══ Excerpted passage

G’day, or not g’day. It’s a question of hanging on to our linguistic identity

July 7,2013

Listen here mate, you’re not my bud

Crikey! Iconic Australian language is under threat.

Streuth! Iconic Australian language, such as that used by Paul Hogan’s (pictured) character Crocodile Dundee, is under threat.

With all the carry-on in Canberra in recent weeks you probably missed Oxford Australia’s word-of-the-month for June: it was meat-safe cot. I challenge you to work it into a conversation sometime today; I challenge you to explain it.

Turns out they are cots covered in wire mesh to protect against insects and flies and early last century kids up to the age of five slept in them, particularly in rural areas. They’re now highly collectable pieces of Australiana, apparently. Certainly they’d be conversation starters – for instance, how on earth were parents allowed to put their children in cots Oxford describes as ”designed rather like a large meat safe, completely wired in with drop panels”. These days we reserve that sort of treatment for asylum-seekers.

Frankly, as words-of-the-month go, it’s not a particularly strong one. Put up against 2013’s first five words-of-the-month – Fonzie flat, stubloon, Canberra bashing, bunger and chook lit – it suffered by comparison.

════
══ Record excerpts

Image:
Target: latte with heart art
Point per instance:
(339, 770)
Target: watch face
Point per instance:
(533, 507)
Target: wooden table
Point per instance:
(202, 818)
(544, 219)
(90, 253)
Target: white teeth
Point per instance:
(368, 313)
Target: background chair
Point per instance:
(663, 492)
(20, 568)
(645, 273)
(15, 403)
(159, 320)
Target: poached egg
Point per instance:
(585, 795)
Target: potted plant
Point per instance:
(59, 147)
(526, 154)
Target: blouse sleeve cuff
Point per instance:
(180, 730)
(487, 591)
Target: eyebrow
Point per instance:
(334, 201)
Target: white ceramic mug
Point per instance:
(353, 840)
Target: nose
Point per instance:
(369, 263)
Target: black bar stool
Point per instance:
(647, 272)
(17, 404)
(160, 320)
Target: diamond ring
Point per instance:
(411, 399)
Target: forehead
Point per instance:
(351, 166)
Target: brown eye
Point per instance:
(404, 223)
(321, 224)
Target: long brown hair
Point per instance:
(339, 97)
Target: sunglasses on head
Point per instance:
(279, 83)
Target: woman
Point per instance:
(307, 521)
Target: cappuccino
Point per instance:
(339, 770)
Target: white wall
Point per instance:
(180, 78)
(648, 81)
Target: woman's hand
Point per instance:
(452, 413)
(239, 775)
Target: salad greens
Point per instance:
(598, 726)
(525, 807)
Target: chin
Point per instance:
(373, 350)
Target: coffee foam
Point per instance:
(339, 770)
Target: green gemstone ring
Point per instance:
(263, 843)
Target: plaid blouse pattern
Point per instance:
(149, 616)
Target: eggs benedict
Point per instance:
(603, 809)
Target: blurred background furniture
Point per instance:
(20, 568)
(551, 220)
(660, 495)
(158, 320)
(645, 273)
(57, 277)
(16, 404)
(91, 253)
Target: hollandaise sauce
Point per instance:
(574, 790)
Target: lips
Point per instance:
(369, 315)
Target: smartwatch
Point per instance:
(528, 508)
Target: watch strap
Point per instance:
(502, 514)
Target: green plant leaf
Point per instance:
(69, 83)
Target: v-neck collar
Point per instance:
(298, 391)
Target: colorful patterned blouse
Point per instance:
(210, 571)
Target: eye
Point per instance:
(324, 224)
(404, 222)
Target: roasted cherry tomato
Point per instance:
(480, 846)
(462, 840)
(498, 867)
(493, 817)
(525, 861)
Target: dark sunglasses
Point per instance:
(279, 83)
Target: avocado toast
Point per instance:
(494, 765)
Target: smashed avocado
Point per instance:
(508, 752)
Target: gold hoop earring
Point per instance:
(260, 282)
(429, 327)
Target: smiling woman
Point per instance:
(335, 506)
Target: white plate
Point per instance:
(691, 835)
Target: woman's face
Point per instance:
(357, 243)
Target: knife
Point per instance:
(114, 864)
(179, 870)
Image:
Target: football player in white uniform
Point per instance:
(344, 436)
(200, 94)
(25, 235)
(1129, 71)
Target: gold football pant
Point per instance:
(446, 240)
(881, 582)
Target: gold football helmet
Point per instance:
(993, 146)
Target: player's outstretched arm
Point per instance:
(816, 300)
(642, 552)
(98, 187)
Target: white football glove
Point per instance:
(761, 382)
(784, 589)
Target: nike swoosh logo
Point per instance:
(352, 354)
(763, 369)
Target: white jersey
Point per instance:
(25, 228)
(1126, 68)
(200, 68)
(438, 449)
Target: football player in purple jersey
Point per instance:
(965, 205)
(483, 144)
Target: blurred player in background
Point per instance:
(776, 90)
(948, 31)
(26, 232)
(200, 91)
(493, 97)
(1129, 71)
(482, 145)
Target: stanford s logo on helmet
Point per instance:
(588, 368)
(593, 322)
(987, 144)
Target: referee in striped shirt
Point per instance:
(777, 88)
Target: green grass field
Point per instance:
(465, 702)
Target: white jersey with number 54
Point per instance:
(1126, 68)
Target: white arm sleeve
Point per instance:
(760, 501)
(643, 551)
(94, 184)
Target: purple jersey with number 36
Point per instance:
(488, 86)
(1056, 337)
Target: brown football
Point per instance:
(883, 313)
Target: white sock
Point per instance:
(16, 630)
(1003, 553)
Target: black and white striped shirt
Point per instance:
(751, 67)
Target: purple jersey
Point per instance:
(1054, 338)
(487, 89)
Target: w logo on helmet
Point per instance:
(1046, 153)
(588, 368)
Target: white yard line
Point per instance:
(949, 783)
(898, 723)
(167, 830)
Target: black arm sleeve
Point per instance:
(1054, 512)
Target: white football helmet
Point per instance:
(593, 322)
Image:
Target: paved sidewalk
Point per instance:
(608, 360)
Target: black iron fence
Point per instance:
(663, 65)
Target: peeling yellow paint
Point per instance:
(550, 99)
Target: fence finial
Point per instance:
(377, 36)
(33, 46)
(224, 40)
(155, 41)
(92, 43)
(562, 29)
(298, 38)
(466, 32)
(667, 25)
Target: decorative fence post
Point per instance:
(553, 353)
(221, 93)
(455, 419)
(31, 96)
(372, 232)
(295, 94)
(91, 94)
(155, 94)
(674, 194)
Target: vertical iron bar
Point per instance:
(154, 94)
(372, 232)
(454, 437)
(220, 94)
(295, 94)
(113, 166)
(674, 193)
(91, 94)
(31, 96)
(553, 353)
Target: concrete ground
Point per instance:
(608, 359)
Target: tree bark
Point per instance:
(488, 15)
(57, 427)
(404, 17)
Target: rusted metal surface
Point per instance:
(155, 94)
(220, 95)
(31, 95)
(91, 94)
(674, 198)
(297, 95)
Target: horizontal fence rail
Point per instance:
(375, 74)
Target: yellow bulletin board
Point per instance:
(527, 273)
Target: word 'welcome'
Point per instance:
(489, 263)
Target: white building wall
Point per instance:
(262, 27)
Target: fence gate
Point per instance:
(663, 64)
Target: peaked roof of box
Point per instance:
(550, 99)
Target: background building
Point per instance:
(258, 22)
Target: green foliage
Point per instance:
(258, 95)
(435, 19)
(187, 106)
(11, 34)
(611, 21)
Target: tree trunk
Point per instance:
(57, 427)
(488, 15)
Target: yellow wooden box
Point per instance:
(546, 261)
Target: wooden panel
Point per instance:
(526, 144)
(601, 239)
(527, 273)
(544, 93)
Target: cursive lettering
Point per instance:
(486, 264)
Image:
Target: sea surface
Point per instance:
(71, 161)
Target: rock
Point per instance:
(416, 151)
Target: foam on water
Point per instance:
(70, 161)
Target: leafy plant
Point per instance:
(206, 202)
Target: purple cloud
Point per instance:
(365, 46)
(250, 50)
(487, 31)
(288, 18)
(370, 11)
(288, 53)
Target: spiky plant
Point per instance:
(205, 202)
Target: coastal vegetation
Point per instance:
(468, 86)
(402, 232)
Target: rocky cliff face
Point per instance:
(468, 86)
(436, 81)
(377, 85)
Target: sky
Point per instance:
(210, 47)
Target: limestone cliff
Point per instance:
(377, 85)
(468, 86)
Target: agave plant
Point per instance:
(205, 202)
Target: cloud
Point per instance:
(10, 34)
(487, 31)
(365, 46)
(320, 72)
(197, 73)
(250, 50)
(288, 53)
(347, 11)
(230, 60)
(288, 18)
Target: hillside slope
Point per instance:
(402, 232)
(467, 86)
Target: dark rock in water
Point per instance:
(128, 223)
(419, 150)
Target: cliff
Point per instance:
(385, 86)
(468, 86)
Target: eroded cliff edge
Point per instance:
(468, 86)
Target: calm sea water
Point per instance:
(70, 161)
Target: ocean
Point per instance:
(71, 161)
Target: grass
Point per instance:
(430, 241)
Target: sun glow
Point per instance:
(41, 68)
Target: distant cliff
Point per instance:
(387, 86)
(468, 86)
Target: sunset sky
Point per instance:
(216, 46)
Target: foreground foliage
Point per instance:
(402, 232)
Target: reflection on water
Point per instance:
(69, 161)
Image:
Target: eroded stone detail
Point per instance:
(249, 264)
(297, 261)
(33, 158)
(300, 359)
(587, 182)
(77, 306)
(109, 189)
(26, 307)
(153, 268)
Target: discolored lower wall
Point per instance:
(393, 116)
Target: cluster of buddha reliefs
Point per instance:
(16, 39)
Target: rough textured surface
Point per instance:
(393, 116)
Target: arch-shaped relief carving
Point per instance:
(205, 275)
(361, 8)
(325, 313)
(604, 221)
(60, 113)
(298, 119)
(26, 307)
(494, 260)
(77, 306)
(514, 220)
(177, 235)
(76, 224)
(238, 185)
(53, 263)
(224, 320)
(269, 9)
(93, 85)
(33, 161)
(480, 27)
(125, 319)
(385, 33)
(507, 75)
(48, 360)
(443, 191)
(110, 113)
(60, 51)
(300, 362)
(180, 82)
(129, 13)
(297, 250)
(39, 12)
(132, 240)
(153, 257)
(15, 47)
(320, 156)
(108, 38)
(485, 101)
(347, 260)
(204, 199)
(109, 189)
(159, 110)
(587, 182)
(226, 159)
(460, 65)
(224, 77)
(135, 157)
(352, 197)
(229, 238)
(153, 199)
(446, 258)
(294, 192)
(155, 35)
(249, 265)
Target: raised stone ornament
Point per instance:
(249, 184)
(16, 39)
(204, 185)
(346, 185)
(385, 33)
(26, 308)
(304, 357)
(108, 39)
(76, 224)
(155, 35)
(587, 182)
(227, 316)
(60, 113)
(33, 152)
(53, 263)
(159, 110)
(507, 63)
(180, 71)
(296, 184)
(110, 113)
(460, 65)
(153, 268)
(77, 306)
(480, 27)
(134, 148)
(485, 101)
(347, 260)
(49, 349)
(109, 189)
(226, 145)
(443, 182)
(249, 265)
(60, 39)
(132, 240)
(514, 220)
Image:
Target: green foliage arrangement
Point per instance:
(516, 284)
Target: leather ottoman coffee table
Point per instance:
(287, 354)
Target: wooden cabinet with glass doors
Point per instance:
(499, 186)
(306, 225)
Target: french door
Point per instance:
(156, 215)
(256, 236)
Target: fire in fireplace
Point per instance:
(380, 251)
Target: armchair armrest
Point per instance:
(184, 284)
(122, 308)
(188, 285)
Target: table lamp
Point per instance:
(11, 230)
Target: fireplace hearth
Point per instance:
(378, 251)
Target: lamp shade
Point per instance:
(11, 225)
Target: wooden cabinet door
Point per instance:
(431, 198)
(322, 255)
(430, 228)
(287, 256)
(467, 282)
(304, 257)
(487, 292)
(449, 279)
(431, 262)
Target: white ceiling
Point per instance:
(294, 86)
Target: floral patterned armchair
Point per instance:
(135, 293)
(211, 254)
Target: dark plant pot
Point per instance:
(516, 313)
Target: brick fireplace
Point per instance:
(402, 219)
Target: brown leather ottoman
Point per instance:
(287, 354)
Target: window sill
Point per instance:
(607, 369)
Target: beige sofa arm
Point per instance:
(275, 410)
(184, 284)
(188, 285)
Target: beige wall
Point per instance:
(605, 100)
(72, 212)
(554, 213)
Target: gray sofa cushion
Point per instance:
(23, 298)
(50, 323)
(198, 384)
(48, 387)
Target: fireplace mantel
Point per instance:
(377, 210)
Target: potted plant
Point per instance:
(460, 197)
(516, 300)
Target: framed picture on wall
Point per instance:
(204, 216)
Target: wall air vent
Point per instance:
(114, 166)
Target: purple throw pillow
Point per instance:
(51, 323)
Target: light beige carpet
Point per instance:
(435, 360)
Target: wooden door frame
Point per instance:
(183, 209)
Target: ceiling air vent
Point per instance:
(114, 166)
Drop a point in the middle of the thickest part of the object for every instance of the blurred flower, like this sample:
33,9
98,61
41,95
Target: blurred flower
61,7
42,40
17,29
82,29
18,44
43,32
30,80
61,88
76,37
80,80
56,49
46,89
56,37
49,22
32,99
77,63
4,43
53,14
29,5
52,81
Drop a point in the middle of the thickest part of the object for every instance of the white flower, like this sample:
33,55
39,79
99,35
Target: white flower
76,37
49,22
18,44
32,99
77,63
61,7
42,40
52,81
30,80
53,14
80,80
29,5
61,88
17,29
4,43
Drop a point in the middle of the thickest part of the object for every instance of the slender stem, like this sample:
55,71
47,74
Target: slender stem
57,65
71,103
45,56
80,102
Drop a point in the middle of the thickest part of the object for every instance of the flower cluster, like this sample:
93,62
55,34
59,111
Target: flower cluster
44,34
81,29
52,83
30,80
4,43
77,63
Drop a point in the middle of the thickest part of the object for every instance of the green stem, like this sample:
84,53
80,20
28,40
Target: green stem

════

Exercise requirements: In the article on Australian language, who slept in meat-safe cots early last century? The records were taken from a different source than the article.

In response: Children up to the age of five, particularly in rural areas.